### TASK DETAILS
Reproduce the records without their pictures, keeping every word as it is.

- - -

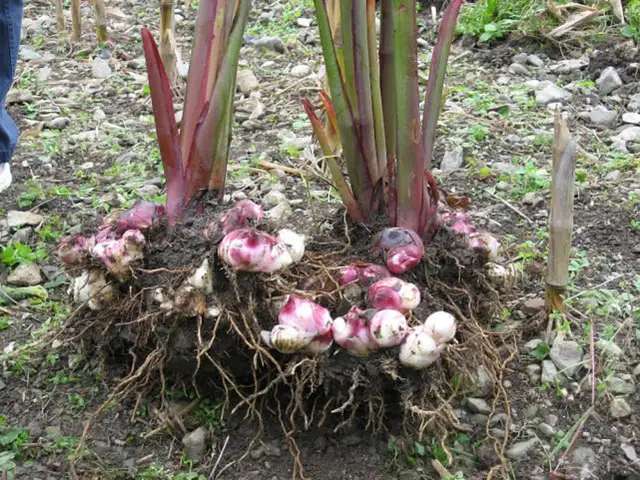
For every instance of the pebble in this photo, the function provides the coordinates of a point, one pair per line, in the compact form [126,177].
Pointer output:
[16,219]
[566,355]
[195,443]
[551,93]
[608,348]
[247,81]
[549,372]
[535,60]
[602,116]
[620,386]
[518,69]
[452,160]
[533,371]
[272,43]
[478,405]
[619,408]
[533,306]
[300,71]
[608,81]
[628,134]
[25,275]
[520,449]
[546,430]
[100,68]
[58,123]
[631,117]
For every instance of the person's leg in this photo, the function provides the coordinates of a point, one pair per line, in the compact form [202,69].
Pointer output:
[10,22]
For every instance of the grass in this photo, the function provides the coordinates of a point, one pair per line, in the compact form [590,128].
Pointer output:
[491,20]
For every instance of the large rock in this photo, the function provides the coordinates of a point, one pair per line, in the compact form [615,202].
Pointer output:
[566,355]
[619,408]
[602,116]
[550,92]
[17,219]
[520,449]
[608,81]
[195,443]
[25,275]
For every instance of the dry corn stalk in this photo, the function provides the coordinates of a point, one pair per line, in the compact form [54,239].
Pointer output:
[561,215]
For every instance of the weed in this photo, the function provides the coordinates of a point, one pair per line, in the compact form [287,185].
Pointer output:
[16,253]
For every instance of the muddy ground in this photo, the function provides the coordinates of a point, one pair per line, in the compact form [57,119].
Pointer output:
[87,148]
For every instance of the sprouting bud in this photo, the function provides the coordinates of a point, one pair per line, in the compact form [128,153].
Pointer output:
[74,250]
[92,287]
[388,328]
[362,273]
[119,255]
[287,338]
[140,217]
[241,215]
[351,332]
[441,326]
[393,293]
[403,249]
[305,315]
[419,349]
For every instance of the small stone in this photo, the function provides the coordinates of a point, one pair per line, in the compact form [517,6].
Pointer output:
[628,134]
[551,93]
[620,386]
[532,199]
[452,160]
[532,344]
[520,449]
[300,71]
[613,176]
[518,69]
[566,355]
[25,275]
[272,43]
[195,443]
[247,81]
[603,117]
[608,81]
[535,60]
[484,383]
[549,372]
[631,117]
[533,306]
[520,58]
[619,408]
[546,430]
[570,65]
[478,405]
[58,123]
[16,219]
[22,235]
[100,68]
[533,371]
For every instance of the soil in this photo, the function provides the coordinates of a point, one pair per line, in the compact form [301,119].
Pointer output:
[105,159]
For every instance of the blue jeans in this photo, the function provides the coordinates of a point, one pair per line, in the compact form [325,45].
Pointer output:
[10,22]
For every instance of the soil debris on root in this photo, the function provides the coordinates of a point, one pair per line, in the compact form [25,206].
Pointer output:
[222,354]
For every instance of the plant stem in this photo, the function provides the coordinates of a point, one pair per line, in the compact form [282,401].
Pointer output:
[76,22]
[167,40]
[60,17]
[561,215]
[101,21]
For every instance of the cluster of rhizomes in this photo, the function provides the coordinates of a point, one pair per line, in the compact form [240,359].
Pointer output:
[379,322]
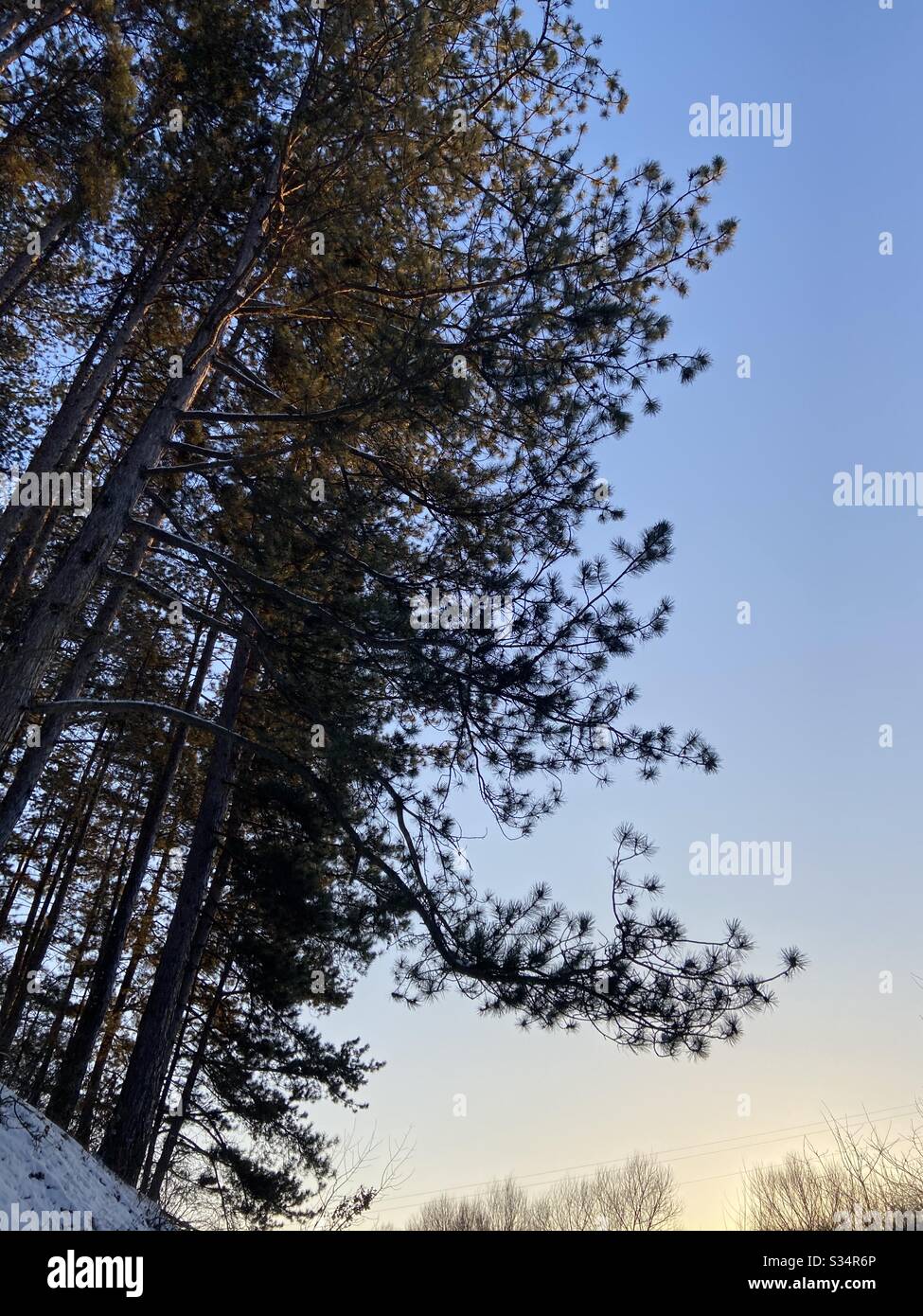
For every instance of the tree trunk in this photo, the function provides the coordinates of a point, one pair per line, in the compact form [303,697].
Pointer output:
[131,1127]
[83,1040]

- - -

### OUTPUT OF THE TASK
For every instance of the pebble in this photo, the function provides the coordinates of a point, one pair per line, in the compact form [126,177].
Pointer output:
[16,219]
[566,355]
[195,443]
[551,93]
[608,348]
[247,81]
[549,372]
[535,60]
[602,116]
[620,386]
[518,69]
[452,160]
[533,371]
[272,43]
[478,405]
[619,408]
[533,306]
[300,71]
[608,81]
[628,134]
[25,275]
[520,449]
[546,430]
[100,68]
[58,123]
[631,117]
For every instance of the person's leg in this photo, the function provides the coordinates of a point, one pair per line, in the compact form [202,69].
Pointer output:
[10,22]
For every instance of the grass in this photo, the function provides the coordinates of a point, one pair per line, in the compact form [590,128].
Pointer output:
[491,20]
For every instance of the large rock in this photo, the function provides the coordinates of a point, one pair per line, in the compact form [615,202].
Pointer output:
[566,355]
[619,408]
[602,116]
[550,92]
[17,219]
[520,449]
[608,81]
[195,443]
[25,275]
For every instance of the dry corn stalk in this photo, the function provides the coordinates of a point, one pair per line, in the compact form [54,239].
Pointer output:
[561,215]
For every instance of the weed in this photo, the function provides the coordinates of a point, one pair per line, in the compact form [287,185].
Pointer output:
[16,253]
For every instance of the muddy ground in this photo, the function provides the coordinates of a point, one pair per line, in the compact form [57,119].
Pointer output:
[87,148]
For every instance of the sprouting bud in this photo, the function provides the coordinates of a point, one pair per line, in the compact form [128,153].
Pointer output:
[74,250]
[92,287]
[388,328]
[362,273]
[119,255]
[287,338]
[140,217]
[241,215]
[351,332]
[441,326]
[393,293]
[403,249]
[305,315]
[419,349]
For every instance of the small stone in this photo, the function provides the coordinates of a point, one pair per line, in the compact form [517,6].
Pointer output:
[628,134]
[551,93]
[620,386]
[532,199]
[452,160]
[532,344]
[520,449]
[300,71]
[613,176]
[518,69]
[566,355]
[25,275]
[272,43]
[195,443]
[247,81]
[603,117]
[608,81]
[535,60]
[484,383]
[549,372]
[631,117]
[533,306]
[520,58]
[619,408]
[546,430]
[570,65]
[478,405]
[58,123]
[16,219]
[22,235]
[100,68]
[533,371]
For every instance of the soil in this photo, the function provides the coordinates of a point, one pair per line, in the compact form [301,119].
Pointer output:
[105,159]
For every instance of the blue jeans in this photo, the function provides the coordinates of a point, one pair per line, in the compact form [325,45].
Pointer output:
[10,22]
For every instance of the soil debris on root in this photo, the function provides the coordinates of a point, one pair per line, in the compact form [25,206].
Pointer output:
[222,354]
For every instance of the plant stem in this photo, the function provides the coordinates of a point, one pair per line, in the compact form [282,401].
Pointer output:
[76,22]
[167,40]
[60,17]
[561,215]
[101,21]
For every instance of the cluster of rhizomes in this photo, the function provides the coordinates of a point, one pair per line, in the compact form [240,359].
Pointer output:
[379,322]
For every instance of the tree trunk in this photo, the function provides the coordinates of a point, one pair per line, in the compact form [303,697].
Pointer output:
[131,1127]
[83,1040]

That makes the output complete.